§ Aim
Every line of the material that follows must be printed again exactly.

§ Listed entries
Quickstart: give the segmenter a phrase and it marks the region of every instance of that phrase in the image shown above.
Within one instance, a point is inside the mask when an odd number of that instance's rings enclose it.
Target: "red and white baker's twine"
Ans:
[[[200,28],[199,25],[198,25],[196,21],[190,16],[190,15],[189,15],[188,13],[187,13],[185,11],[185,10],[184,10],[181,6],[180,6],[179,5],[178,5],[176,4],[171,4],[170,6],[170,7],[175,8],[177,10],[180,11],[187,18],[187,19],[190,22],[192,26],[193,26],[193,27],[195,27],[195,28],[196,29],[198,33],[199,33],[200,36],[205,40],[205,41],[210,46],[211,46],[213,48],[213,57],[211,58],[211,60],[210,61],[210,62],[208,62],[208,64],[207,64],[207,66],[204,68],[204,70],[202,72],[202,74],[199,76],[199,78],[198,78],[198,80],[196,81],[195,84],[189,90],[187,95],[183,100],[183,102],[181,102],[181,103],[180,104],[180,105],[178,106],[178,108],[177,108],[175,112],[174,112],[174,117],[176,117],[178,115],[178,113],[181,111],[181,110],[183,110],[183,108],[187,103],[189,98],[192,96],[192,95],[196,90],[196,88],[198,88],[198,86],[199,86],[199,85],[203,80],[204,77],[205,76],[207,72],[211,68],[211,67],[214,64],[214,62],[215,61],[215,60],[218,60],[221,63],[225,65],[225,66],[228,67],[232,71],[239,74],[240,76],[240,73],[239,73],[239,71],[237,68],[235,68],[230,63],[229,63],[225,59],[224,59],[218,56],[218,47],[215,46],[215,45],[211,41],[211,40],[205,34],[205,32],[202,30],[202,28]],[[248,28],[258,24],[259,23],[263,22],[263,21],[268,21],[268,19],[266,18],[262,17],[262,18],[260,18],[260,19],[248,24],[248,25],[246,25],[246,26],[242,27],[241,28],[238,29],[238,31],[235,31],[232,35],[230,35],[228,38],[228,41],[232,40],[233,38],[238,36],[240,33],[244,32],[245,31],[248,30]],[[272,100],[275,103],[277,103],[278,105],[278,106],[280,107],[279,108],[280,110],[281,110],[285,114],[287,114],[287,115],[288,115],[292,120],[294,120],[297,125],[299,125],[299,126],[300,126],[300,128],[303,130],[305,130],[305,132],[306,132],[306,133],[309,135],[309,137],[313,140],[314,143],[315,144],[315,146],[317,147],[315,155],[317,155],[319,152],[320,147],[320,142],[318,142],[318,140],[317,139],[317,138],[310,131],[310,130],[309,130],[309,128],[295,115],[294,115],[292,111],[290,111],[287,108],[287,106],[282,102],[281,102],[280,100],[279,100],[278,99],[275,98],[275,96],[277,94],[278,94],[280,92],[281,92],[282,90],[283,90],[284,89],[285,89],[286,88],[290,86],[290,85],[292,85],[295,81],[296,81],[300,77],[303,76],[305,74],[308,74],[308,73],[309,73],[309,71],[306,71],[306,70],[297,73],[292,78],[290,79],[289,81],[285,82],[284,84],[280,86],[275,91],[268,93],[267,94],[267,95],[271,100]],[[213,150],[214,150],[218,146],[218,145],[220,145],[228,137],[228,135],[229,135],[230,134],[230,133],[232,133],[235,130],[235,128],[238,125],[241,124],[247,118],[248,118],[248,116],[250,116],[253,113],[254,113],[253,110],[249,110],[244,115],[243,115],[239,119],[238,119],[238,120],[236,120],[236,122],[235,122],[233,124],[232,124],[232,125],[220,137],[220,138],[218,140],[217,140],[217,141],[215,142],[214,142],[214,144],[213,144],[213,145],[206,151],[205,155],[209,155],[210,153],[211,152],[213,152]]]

§ Result
Quickstart: give the segmenter a phrase and it marks the region of every instance of that phrase in the image shown above.
Within one instance, a point is inside the mask when an odd number of that instance's rings enclose it.
Target: "red and white baker's twine"
Ans:
[[[200,28],[199,25],[198,25],[196,21],[190,16],[190,15],[189,15],[188,13],[187,13],[185,11],[185,10],[184,10],[181,6],[180,6],[179,5],[178,5],[176,4],[171,4],[170,6],[170,7],[175,8],[177,10],[180,11],[187,18],[187,19],[190,22],[192,26],[193,26],[193,27],[195,27],[195,28],[196,29],[198,33],[199,33],[200,36],[205,40],[205,41],[210,46],[211,46],[213,48],[213,57],[211,58],[211,60],[210,61],[210,62],[208,62],[208,64],[207,64],[207,66],[204,68],[204,70],[202,72],[202,74],[199,76],[199,78],[198,78],[198,80],[196,81],[195,84],[189,90],[187,95],[183,100],[183,102],[181,102],[181,103],[180,104],[180,105],[178,106],[178,108],[177,108],[175,112],[174,112],[174,117],[176,117],[178,115],[178,113],[181,111],[181,110],[183,110],[183,108],[187,103],[189,98],[192,96],[192,95],[196,90],[196,88],[198,88],[198,86],[199,86],[199,85],[203,80],[204,77],[205,76],[207,72],[211,68],[211,67],[214,64],[214,62],[215,61],[215,60],[218,60],[221,63],[225,65],[225,66],[228,67],[232,71],[239,74],[240,76],[240,73],[239,73],[239,71],[237,68],[235,68],[230,63],[229,63],[225,59],[224,59],[218,56],[218,47],[215,46],[215,45],[211,41],[211,40],[205,34],[205,32],[202,30],[202,28]],[[248,28],[258,24],[259,23],[263,22],[263,21],[268,21],[268,19],[266,18],[262,17],[262,18],[260,18],[260,19],[248,24],[248,25],[246,25],[246,26],[242,27],[241,28],[238,29],[238,31],[235,31],[232,35],[230,35],[228,38],[228,41],[232,40],[233,38],[238,36],[240,33],[244,32],[245,31],[248,30]],[[272,100],[275,103],[277,103],[278,105],[278,106],[280,107],[279,108],[280,110],[281,110],[285,114],[287,114],[287,115],[288,115],[292,120],[294,120],[297,125],[299,125],[299,126],[300,126],[300,128],[303,130],[305,130],[305,132],[306,132],[306,133],[309,135],[309,137],[313,140],[314,143],[315,144],[315,146],[317,147],[315,155],[317,155],[319,152],[320,147],[320,142],[318,142],[318,140],[317,139],[317,138],[310,131],[310,130],[309,130],[309,128],[295,115],[294,115],[292,111],[290,111],[287,108],[287,106],[282,102],[281,102],[280,100],[279,100],[278,99],[275,98],[275,96],[277,94],[278,94],[280,92],[281,92],[282,90],[283,90],[284,89],[285,89],[286,88],[290,86],[290,85],[292,85],[295,81],[296,81],[300,77],[303,76],[305,74],[308,74],[308,73],[309,73],[309,71],[306,71],[306,70],[297,73],[292,78],[290,79],[289,81],[285,82],[284,84],[280,86],[275,91],[268,93],[267,94],[267,95],[271,100]],[[213,150],[214,150],[218,146],[218,145],[220,145],[228,137],[228,135],[229,135],[230,134],[230,133],[232,133],[235,130],[235,128],[238,125],[241,124],[247,118],[248,118],[248,116],[250,116],[253,113],[254,113],[253,110],[249,110],[244,115],[243,115],[239,119],[238,119],[238,120],[236,120],[236,122],[235,122],[233,124],[232,124],[232,125],[220,137],[220,138],[218,140],[217,140],[217,141],[215,142],[214,142],[214,144],[213,144],[213,145],[206,151],[205,155],[209,155],[210,153],[211,152],[213,152]]]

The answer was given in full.